Look for the line containing "Please mark the region of every instance of the <item>wet" in the listing below. Retype that line and every subsequent line through the last one, and only those.

Exercise data >>
↓

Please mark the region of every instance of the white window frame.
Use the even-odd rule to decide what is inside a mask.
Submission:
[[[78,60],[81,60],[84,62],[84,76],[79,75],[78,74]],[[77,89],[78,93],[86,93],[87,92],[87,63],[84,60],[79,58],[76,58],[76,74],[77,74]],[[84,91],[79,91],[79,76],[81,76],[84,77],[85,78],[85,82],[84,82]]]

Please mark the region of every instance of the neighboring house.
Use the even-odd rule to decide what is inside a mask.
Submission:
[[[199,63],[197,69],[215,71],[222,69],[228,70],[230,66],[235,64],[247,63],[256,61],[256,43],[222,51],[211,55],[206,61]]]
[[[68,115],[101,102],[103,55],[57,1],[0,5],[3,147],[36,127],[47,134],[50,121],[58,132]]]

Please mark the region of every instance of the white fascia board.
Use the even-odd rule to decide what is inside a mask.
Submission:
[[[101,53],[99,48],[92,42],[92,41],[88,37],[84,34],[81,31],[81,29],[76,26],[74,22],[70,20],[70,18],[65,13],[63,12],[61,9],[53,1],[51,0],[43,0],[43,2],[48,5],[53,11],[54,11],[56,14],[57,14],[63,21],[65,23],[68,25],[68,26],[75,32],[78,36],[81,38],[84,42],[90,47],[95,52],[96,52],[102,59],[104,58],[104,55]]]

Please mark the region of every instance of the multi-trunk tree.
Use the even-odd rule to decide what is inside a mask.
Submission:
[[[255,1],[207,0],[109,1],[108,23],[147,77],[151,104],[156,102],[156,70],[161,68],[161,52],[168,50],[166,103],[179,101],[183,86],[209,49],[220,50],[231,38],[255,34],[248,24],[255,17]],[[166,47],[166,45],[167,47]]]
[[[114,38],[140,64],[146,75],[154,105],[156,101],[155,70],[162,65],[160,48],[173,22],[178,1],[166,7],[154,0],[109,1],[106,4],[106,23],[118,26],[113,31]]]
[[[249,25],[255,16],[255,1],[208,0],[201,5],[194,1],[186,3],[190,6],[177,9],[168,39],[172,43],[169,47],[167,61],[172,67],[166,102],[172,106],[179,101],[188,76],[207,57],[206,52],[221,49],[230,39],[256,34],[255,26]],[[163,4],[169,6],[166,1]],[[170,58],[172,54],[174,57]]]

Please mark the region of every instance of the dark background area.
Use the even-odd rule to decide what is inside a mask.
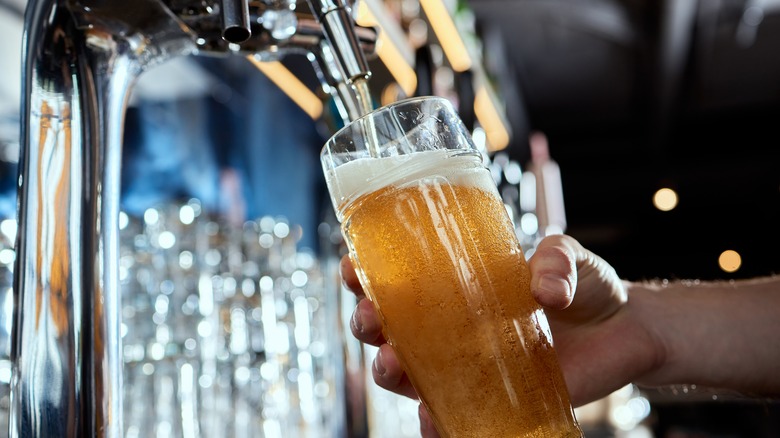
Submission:
[[[568,234],[630,279],[780,273],[780,2],[469,4],[510,153],[527,161],[528,133],[547,134]],[[663,186],[670,212],[652,205]]]
[[[469,4],[509,152],[527,162],[528,134],[547,134],[568,234],[632,280],[780,274],[780,2]],[[652,205],[663,186],[669,212]],[[734,273],[717,264],[727,249]],[[659,438],[780,436],[776,401],[716,394],[649,391],[647,422]]]

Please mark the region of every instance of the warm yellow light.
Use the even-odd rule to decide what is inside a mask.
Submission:
[[[420,0],[420,5],[452,69],[457,72],[470,69],[471,56],[444,3],[441,0]]]
[[[720,266],[720,269],[723,269],[726,272],[736,272],[739,267],[742,266],[742,257],[738,252],[727,249],[720,253],[718,265]]]
[[[376,54],[387,70],[393,76],[398,85],[404,90],[407,96],[412,96],[417,88],[417,74],[412,68],[407,57],[401,53],[401,49],[396,45],[394,39],[405,42],[406,38],[399,36],[393,38],[394,32],[387,25],[383,24],[377,15],[372,11],[372,4],[367,1],[361,1],[358,4],[358,13],[355,22],[361,26],[379,27],[379,39],[376,42]],[[374,5],[373,7],[384,7]]]
[[[484,85],[474,97],[474,113],[485,130],[488,151],[498,151],[509,145],[509,131]]]
[[[258,70],[263,72],[268,79],[271,80],[277,87],[284,91],[287,96],[292,99],[301,109],[306,112],[313,120],[317,120],[322,115],[322,101],[313,91],[309,89],[303,82],[300,81],[290,70],[287,69],[281,62],[267,61],[262,62],[254,58],[254,56],[247,56],[247,59],[257,67]]]
[[[669,188],[658,189],[653,195],[653,205],[661,211],[673,210],[677,207],[677,192]]]

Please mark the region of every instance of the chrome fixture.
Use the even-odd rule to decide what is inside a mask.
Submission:
[[[120,170],[138,76],[176,56],[275,60],[306,50],[334,95],[351,101],[375,41],[340,1],[28,3],[11,437],[122,434]]]

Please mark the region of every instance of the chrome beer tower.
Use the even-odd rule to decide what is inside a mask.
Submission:
[[[342,117],[376,33],[342,0],[30,0],[23,49],[11,437],[119,437],[118,217],[136,78],[175,56],[310,54]],[[301,10],[305,9],[305,11]],[[357,95],[357,97],[356,97]],[[256,98],[262,99],[262,96]]]

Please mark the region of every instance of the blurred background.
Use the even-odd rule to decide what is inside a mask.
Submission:
[[[0,0],[6,357],[24,8]],[[376,104],[450,98],[528,255],[563,231],[631,280],[779,273],[780,1],[363,0],[353,10],[380,29]],[[376,389],[365,374],[373,351],[343,331],[354,303],[333,281],[344,248],[318,162],[337,109],[305,55],[281,65],[297,79],[242,57],[179,58],[134,88],[122,181],[128,436],[417,434],[416,405]],[[264,278],[275,279],[270,295]],[[190,294],[172,290],[201,300],[209,290],[222,312],[198,313]],[[232,330],[207,329],[225,321]],[[193,334],[178,339],[171,327]],[[235,340],[235,327],[249,327],[246,339]],[[286,347],[268,337],[279,327]],[[197,378],[220,372],[243,380]],[[9,379],[0,361],[0,382]],[[155,406],[152,429],[139,401]],[[230,413],[209,413],[225,403]],[[212,420],[187,429],[185,411]],[[258,412],[278,421],[254,428]],[[695,386],[629,386],[578,417],[589,438],[780,436],[775,402]]]

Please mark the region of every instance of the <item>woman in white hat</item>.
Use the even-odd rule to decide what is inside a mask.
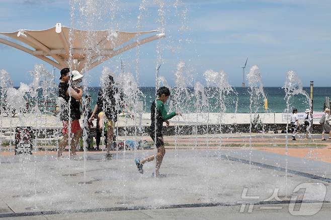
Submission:
[[[331,139],[331,126],[330,126],[329,121],[331,120],[331,116],[330,116],[330,109],[326,108],[324,111],[325,113],[324,118],[324,122],[322,124],[322,128],[323,128],[323,132],[322,132],[322,141],[325,141],[324,138],[324,134],[325,133],[329,133],[329,139]]]
[[[310,109],[309,108],[306,109],[305,112],[306,113],[306,115],[304,117],[304,120],[303,120],[304,126],[306,129],[306,139],[309,138],[309,139],[311,139],[311,133],[310,133],[310,127],[311,127],[312,119],[311,118],[311,115],[310,115]]]

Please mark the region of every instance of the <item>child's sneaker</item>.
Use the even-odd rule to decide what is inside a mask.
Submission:
[[[113,155],[112,154],[106,154],[106,159],[110,160],[113,158]]]
[[[142,174],[144,173],[144,171],[142,170],[142,164],[140,163],[140,160],[139,159],[136,158],[134,159],[134,163],[137,165],[137,167],[138,167],[139,172]]]
[[[165,174],[162,174],[161,173],[159,173],[157,174],[156,176],[156,178],[164,178],[166,177],[167,175]],[[155,174],[154,173],[152,173],[152,177],[155,177]]]

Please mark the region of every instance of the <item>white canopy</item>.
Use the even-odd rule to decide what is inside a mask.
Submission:
[[[60,23],[57,23],[49,29],[41,31],[20,30],[12,33],[0,32],[24,43],[33,49],[2,38],[0,38],[0,43],[26,52],[59,69],[70,66],[73,69],[82,72],[91,69],[138,45],[165,36],[164,33],[158,34],[125,44],[138,35],[157,31],[84,31],[61,26]],[[87,63],[89,65],[86,65]]]

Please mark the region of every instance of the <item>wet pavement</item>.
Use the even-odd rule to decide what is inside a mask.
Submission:
[[[260,142],[285,141],[279,135],[259,135],[254,138]],[[222,143],[253,139],[219,137]],[[104,152],[79,152],[76,160],[67,156],[58,160],[53,151],[14,156],[10,149],[3,149],[0,218],[265,219],[277,214],[292,219],[296,213],[300,214],[296,217],[303,217],[314,211],[316,217],[329,216],[331,164],[316,160],[313,154],[290,155],[292,150],[331,150],[328,141],[320,148],[290,145],[287,152],[284,147],[259,149],[254,142],[242,147],[206,144],[219,143],[219,137],[165,137],[169,146],[160,170],[162,178],[152,176],[155,162],[144,165],[142,175],[134,163],[135,158],[151,155],[154,150],[113,152],[110,160]],[[319,143],[318,137],[314,138]],[[198,140],[201,144],[192,149],[182,146],[184,140],[192,145]],[[303,140],[298,142],[307,144]],[[296,189],[300,186],[305,191]],[[277,196],[271,198],[275,192]],[[303,207],[294,209],[299,212],[291,209],[291,199]]]

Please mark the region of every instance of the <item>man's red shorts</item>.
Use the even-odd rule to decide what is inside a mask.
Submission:
[[[63,125],[63,128],[62,129],[62,134],[64,135],[68,133],[69,130],[68,129],[68,123],[67,121],[63,121],[62,122]],[[80,130],[80,125],[79,125],[79,121],[78,119],[76,119],[71,122],[71,133],[75,133],[77,131]]]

↑

Output >>
Please mark the region of every instance of the <item>wet pavement</item>.
Use the even-odd rule to decide what is inside a mask.
Submission:
[[[260,142],[285,141],[279,135],[259,135],[254,138]],[[222,143],[253,139],[219,137]],[[104,152],[79,152],[76,160],[67,156],[58,160],[53,151],[14,156],[10,149],[3,149],[0,218],[265,219],[277,214],[292,219],[296,213],[300,214],[296,217],[303,217],[314,211],[316,217],[329,216],[331,164],[316,160],[313,154],[290,155],[292,150],[331,150],[328,141],[320,148],[290,145],[287,152],[284,147],[259,149],[254,142],[242,147],[206,144],[219,143],[219,137],[165,137],[169,146],[160,170],[162,178],[152,176],[155,162],[144,165],[142,175],[134,163],[135,158],[151,155],[154,150],[113,152],[110,160]],[[319,143],[318,137],[314,138]],[[198,140],[201,144],[192,149],[182,146],[184,140],[192,145]],[[303,140],[298,142],[307,144]],[[296,189],[300,186],[305,191]],[[277,196],[271,198],[275,192]],[[303,207],[294,209],[299,212],[291,209],[291,199]]]

Please mark the region of every instance of the <item>man's red shorts</item>.
Use the even-odd rule to decide what is inside a mask.
Submission:
[[[63,125],[63,128],[62,129],[62,134],[64,135],[68,133],[69,130],[68,129],[68,123],[67,121],[63,121],[62,122]],[[80,130],[80,125],[79,125],[79,121],[78,119],[76,119],[71,122],[71,133],[75,133],[77,131]]]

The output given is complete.